> [GIVEN TEXT]
3. How does AI achieve good outcomes?
In our view, realising the potential value of AI depends on two key success factors. The first, and by far the most important, is data. No machine, however smart, can do better than work with the data it is given. In particular, the ability of AI to learn depends on two things.
- Data volume. The greater the volume of data, the greater the potential value of AI. Tapping the value of in-house data depends on pooling data effectively, or on enabling fast and flexible connections between platforms. The challenges of connectivity are even greater when it comes to using external information – but so are the potential insights.
- Data interpretation. Different forms of AI can work with different types of data. ML has the potential to sift through alternative data such as social media chat, geolocations, satellite images, weather forecasts, online sales or credit activity. Other AI tools may require data to be tagged or labelled before use. Whatever the data format, effective feedback – whether manual or automated – is essential to ensuring that AI learns the right lessons. For example, a technique called reinforcement learning (a form of trial and error) can help some AI tools to work around data labelling limitations.
These requirements mean that a joined-up approach to data is vital to allowing every organisation to make the most of the information they hold and overcome the limitations of legacy technology. Application Programming Interfaces (APIs) can play a key role in gathering data from external sources, or in creating smart data lakes with standardised formats that facilitate AI interrogation (for more on this subject, read the Game Changers report APIs – Joining the Dots).

> [WRITTEN REQUEST 1] Echo the passage on how AI achieves good outcomes, starting at "- Data interpretation." and ending at "data labelling limitations.".
> [WRITTEN REQUEST 2] Name every type of alternative data that the passage on how AI achieves good outcomes says ML can sift through.
> [WRITTEN REQUEST 3]
Using the passage on how AI achieves good outcomes, answer these:
(a) Which success factor is called by far the most important?
(b) What is reinforcement learning described as?
(c) What is the title of the Game Changers report it mentions?

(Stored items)
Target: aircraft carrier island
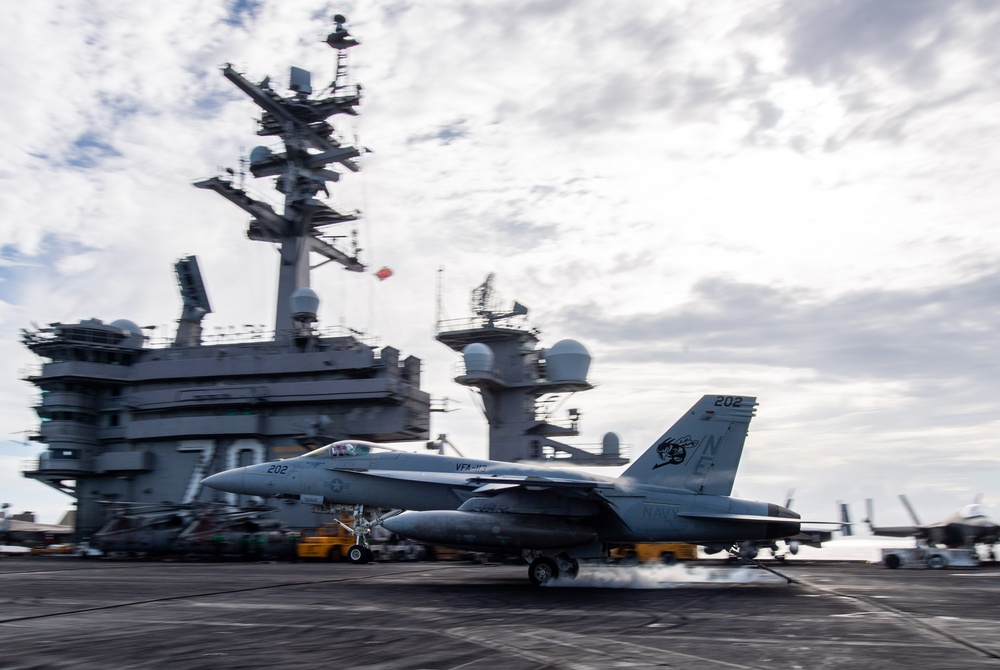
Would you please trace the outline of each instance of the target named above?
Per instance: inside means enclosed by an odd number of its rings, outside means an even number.
[[[247,212],[251,240],[279,247],[273,333],[206,341],[201,321],[211,305],[195,257],[176,263],[183,308],[176,335],[165,342],[151,341],[127,319],[23,331],[23,343],[41,358],[27,376],[40,391],[40,426],[31,439],[47,445],[24,475],[76,499],[77,540],[126,504],[133,511],[165,506],[161,520],[179,523],[177,509],[219,495],[200,485],[212,472],[296,456],[335,439],[428,438],[431,402],[420,389],[420,360],[376,347],[358,331],[317,323],[311,259],[366,271],[356,245],[340,248],[341,240],[325,232],[360,213],[318,197],[357,172],[362,153],[327,120],[355,115],[361,102],[347,67],[358,42],[344,17],[334,20],[326,42],[336,54],[336,76],[316,95],[300,68],[291,68],[285,94],[269,78],[252,83],[229,65],[222,70],[261,108],[258,135],[280,140],[254,148],[248,164],[253,177],[273,178],[283,212],[252,198],[233,171],[195,184]],[[229,495],[226,502],[251,501]],[[306,505],[279,504],[275,516],[290,527],[320,523]]]

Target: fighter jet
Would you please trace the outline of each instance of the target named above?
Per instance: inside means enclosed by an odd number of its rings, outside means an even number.
[[[868,505],[868,518],[865,522],[873,535],[886,537],[915,537],[934,547],[951,547],[954,549],[972,549],[977,544],[996,544],[1000,540],[1000,525],[986,516],[983,506],[978,502],[966,505],[958,512],[935,521],[920,523],[913,506],[905,495],[899,499],[910,513],[913,526],[876,526],[874,521],[874,505],[871,498],[865,502]]]
[[[294,499],[316,511],[353,505],[367,562],[373,526],[427,544],[521,554],[539,585],[576,576],[608,545],[767,540],[799,532],[799,515],[730,497],[756,398],[706,395],[617,479],[537,464],[410,453],[359,440],[226,470],[203,483]],[[373,520],[364,507],[388,509]]]

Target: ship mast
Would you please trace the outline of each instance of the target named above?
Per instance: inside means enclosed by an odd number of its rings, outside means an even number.
[[[195,183],[198,188],[216,191],[253,217],[247,228],[251,240],[280,245],[276,340],[293,336],[292,297],[309,287],[310,252],[324,256],[327,259],[324,262],[339,263],[352,272],[365,270],[358,260],[356,235],[352,235],[350,251],[343,251],[323,233],[327,226],[356,221],[360,212],[340,212],[316,197],[320,191],[329,196],[327,183],[340,179],[341,172],[329,169],[332,164],[358,172],[361,168],[354,159],[363,151],[339,141],[327,121],[336,114],[356,116],[355,108],[361,103],[361,87],[347,81],[346,53],[359,42],[344,28],[347,19],[343,15],[337,14],[333,20],[335,28],[326,43],[337,52],[337,72],[324,97],[311,97],[311,75],[301,68],[291,68],[288,88],[292,93],[287,96],[271,88],[269,77],[254,84],[231,64],[222,68],[226,79],[263,110],[257,134],[276,136],[284,143],[284,151],[280,153],[263,146],[250,152],[250,172],[254,177],[276,177],[274,187],[284,195],[284,212],[279,214],[266,202],[250,197],[229,178],[216,176]]]

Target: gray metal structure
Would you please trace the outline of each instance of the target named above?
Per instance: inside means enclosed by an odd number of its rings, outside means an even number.
[[[472,291],[473,317],[438,319],[437,340],[462,353],[455,381],[475,389],[489,423],[489,456],[497,461],[557,458],[577,465],[622,465],[618,436],[607,433],[599,452],[555,438],[579,435],[579,410],[554,418],[567,393],[587,391],[590,354],[575,340],[538,346],[540,331],[527,324],[528,308],[500,306],[493,274]]]
[[[323,232],[354,221],[318,199],[341,172],[356,172],[360,150],[341,143],[327,118],[356,114],[360,90],[347,83],[346,50],[357,44],[342,16],[327,43],[337,75],[311,95],[308,72],[292,69],[290,95],[268,78],[252,83],[231,66],[224,76],[263,114],[259,134],[280,151],[257,147],[256,177],[275,177],[284,211],[251,198],[229,178],[196,186],[214,190],[253,218],[248,236],[280,246],[273,335],[232,334],[206,342],[211,312],[194,258],[176,265],[183,309],[176,337],[154,343],[128,320],[53,323],[23,331],[42,364],[27,376],[40,391],[41,420],[31,439],[47,445],[24,471],[76,499],[77,539],[108,520],[112,503],[195,505],[218,497],[201,480],[218,470],[303,454],[336,439],[426,440],[430,397],[420,389],[420,360],[377,348],[358,331],[317,327],[318,296],[309,287],[310,256],[361,272],[356,245],[335,246]],[[241,504],[236,495],[226,502]],[[282,506],[290,526],[316,526],[305,508]]]

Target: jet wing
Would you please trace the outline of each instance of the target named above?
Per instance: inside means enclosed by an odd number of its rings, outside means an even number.
[[[333,468],[334,471],[341,468]],[[577,489],[590,491],[596,488],[611,488],[611,482],[591,481],[586,479],[561,479],[557,477],[534,477],[534,476],[508,476],[496,475],[483,477],[467,472],[415,472],[412,470],[355,470],[344,468],[345,472],[352,472],[369,477],[380,477],[382,479],[399,479],[412,482],[427,482],[430,484],[446,484],[449,486],[462,486],[474,489],[478,492],[501,491],[511,488],[526,488],[529,490],[543,489]]]
[[[340,470],[341,468],[333,468]],[[511,489],[524,489],[527,491],[580,491],[589,492],[599,488],[614,488],[612,482],[601,482],[587,479],[563,479],[558,477],[537,477],[537,476],[517,476],[517,475],[473,475],[466,472],[414,472],[412,470],[355,470],[345,468],[345,472],[352,472],[369,477],[382,479],[398,479],[411,482],[426,482],[429,484],[445,484],[447,486],[460,486],[468,488],[473,493],[494,493]]]
[[[679,512],[677,516],[708,521],[745,521],[747,523],[802,523],[798,517],[765,516],[763,514],[725,514],[723,512]]]

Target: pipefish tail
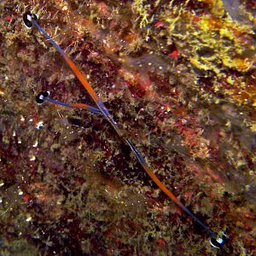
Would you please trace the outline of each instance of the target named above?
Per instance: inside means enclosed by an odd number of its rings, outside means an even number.
[[[136,158],[143,167],[144,171],[148,174],[151,179],[155,183],[155,184],[173,201],[175,202],[180,208],[182,208],[189,216],[190,216],[200,226],[201,226],[205,230],[207,230],[211,238],[211,245],[215,247],[223,246],[227,239],[224,233],[222,233],[222,236],[220,237],[216,233],[212,231],[204,223],[202,223],[194,213],[192,213],[171,192],[164,183],[156,177],[154,173],[153,170],[148,166],[146,163],[146,160],[142,156],[141,153],[137,149],[137,148],[133,145],[131,141],[124,136],[124,132],[120,130],[116,121],[110,115],[108,108],[105,107],[100,97],[96,94],[95,90],[91,87],[91,85],[88,83],[86,79],[84,77],[82,73],[78,69],[73,61],[67,56],[67,55],[64,52],[63,49],[46,33],[46,32],[38,24],[38,17],[35,15],[31,14],[30,12],[26,13],[23,16],[24,22],[28,22],[29,25],[35,25],[37,28],[44,35],[44,37],[49,41],[49,43],[60,52],[60,54],[63,56],[64,60],[73,70],[73,72],[76,74],[77,78],[80,80],[84,89],[88,91],[91,98],[96,102],[98,109],[101,111],[102,114],[106,118],[106,119],[110,123],[110,125],[113,127],[116,132],[120,136],[122,139],[125,141],[125,143],[131,148],[132,153],[135,154]],[[69,107],[69,106],[67,106]]]
[[[94,107],[91,107],[90,105],[87,104],[84,104],[84,103],[67,103],[67,102],[61,102],[56,100],[53,100],[51,98],[49,97],[49,91],[41,91],[37,96],[36,96],[36,101],[38,102],[38,104],[43,104],[45,101],[56,104],[56,105],[60,105],[60,106],[63,106],[63,107],[67,107],[67,108],[84,108],[89,110],[90,112],[93,113],[102,113],[101,111]]]

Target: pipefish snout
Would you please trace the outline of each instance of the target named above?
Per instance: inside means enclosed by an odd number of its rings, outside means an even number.
[[[73,63],[73,61],[69,58],[69,56],[65,53],[65,51],[46,33],[46,32],[38,24],[38,16],[36,15],[32,14],[31,12],[26,12],[23,15],[23,20],[25,25],[31,28],[33,25],[38,29],[39,32],[48,39],[48,41],[59,51],[59,53],[63,56],[65,61],[69,66],[69,67],[73,70],[73,72],[75,73],[77,78],[80,80],[81,84],[84,87],[84,89],[87,90],[87,92],[90,94],[91,98],[96,102],[97,108],[90,107],[88,105],[84,104],[83,106],[84,108],[82,108],[81,104],[79,104],[80,108],[89,109],[91,112],[98,112],[102,114],[102,116],[109,122],[109,124],[113,127],[113,129],[116,131],[116,132],[119,135],[119,137],[125,140],[125,142],[127,143],[127,145],[131,148],[132,153],[137,159],[138,162],[141,164],[142,167],[144,169],[144,171],[148,174],[148,176],[151,177],[151,179],[155,183],[155,184],[173,201],[175,202],[180,208],[183,210],[189,216],[190,216],[201,227],[202,227],[205,230],[207,230],[210,236],[212,236],[210,240],[210,243],[212,246],[215,247],[220,247],[224,244],[227,242],[228,237],[224,232],[221,232],[220,235],[217,235],[212,230],[210,230],[204,223],[202,223],[192,212],[190,212],[173,194],[171,192],[165,185],[164,183],[156,177],[154,171],[149,167],[149,166],[147,164],[146,160],[143,157],[142,154],[137,150],[136,146],[132,143],[131,140],[129,138],[126,138],[124,136],[123,131],[119,128],[116,121],[113,119],[113,118],[110,115],[108,108],[105,107],[103,102],[102,102],[101,98],[96,95],[94,89],[91,87],[91,85],[89,84],[89,82],[86,80],[84,76],[82,74],[82,73],[78,69],[76,65]],[[38,103],[43,103],[44,101],[48,101],[49,102],[61,105],[67,108],[78,108],[78,104],[69,104],[69,103],[64,103],[61,102],[57,102],[55,100],[52,100],[49,97],[48,92],[42,92],[37,96],[37,102]],[[86,106],[86,107],[85,107]]]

> [FULL OUTPUT 1]
- Data interpretation. Different forms of AI can work with different types of data. ML has the potential to sift through alternative data such as social media chat, geolocations, satellite images, weather forecasts, online sales or credit activity. Other AI tools may require data to be tagged or labelled before use. Whatever the data format, effective feedback – whether manual or automated – is essential to ensuring that AI learns the right lessons. For example, a technique called reinforcement learning (a form of trial and error) can help some AI tools to work around data labelling limitations.

> [FULL OUTPUT 2]
- social media chat
- geolocations
- satellite images
- weather forecasts
- online sales
- credit activity

> [FULL OUTPUT 3]
(a) Data.
(b) A form of trial and error.
(c) APIs – Joining the Dots.